### Zu bearbeitende Aufgaben
a - Welche Antriebe weisen laut dem Auszug über Wasserstoff trotz Belade- und Entladeverlusten bessere Nutzungsgrade auf?
b - Entscheide für jede der folgenden Aussagen, ob sie mit dem Auszug über Wasserstoff übereinstimmt, und belege jede Antwort mit den entscheidenden Worten des Auszugs: (i) Sebastian Kurz hat Wasserstoff als künftig wichtigen Energieträger ins Spiel gebracht. (ii) Wer die Idee vielversprechend findet, erhält dafür in sozialen Medien Zuspruch. (iii) Batterieelektrische Antriebe weisen schlechtere Nutzungsgrade auf.
c - Gib aus dem Auszug über Wasserstoff den Abschnitt von "Einerseits wird behauptet, dass" bis einschließlich "bessere Nutzungsgrade auf." wortgetreu zurück.

Der Ex-Kanzler und Parteichef der ÖVP, Sebastian Kurz hat jüngst die Wasserstoff als künftig wichtigen Energieträger ins Spiel gebracht. Er und alle, die das als vielversprechend und diskutabel befinden, müssen sich dafür in sozialen Medien verspotten lassen.

Einerseits wird behauptet, dass batterieelektrische Fahrzeuge ohnehin bereits als Lösung bereitstünden und einen besseren Nutzungsgrad der eingebrachten Energie aufweisen würden. Letzteres ist richtig – batterieelektrische Antriebe weisen trotz Belade- und Entladeverlusten bessere Nutzungsgrade auf.

### Angezeigte Informationen
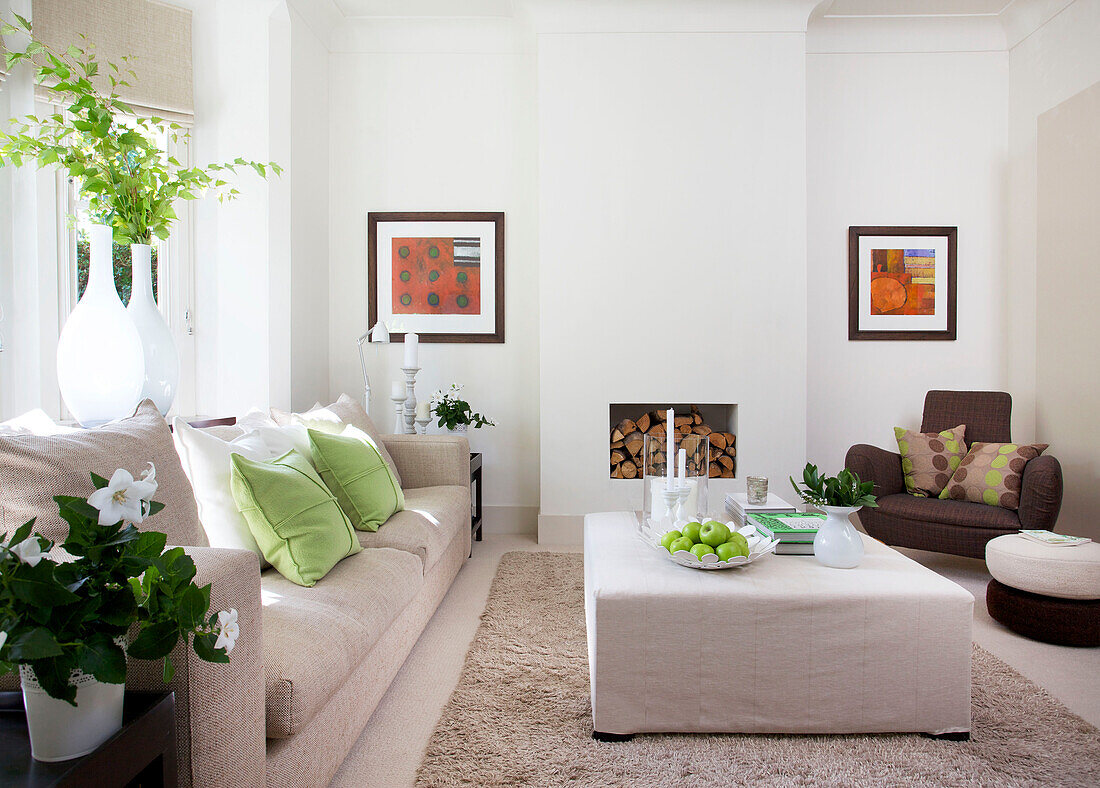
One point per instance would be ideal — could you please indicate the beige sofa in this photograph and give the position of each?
(311, 664)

### Erwartete Antworten
a - Batterieelektrische Antriebe.

b -
(i) Ja: „als künftig wichtigen Energieträger ins Spiel gebracht“
(ii) Nein: „müssen sich dafür in sozialen Medien verspotten lassen“
(iii) Nein: „batterieelektrische Antriebe weisen trotz Belade- und Entladeverlusten bessere Nutzungsgrade auf“

c -
Einerseits wird behauptet, dass batterieelektrische Fahrzeuge ohnehin bereits als Lösung bereitstünden und einen besseren Nutzungsgrad der eingebrachten Energie aufweisen würden. Letzteres ist richtig – batterieelektrische Antriebe weisen trotz Belade- und Entladeverlusten bessere Nutzungsgrade auf.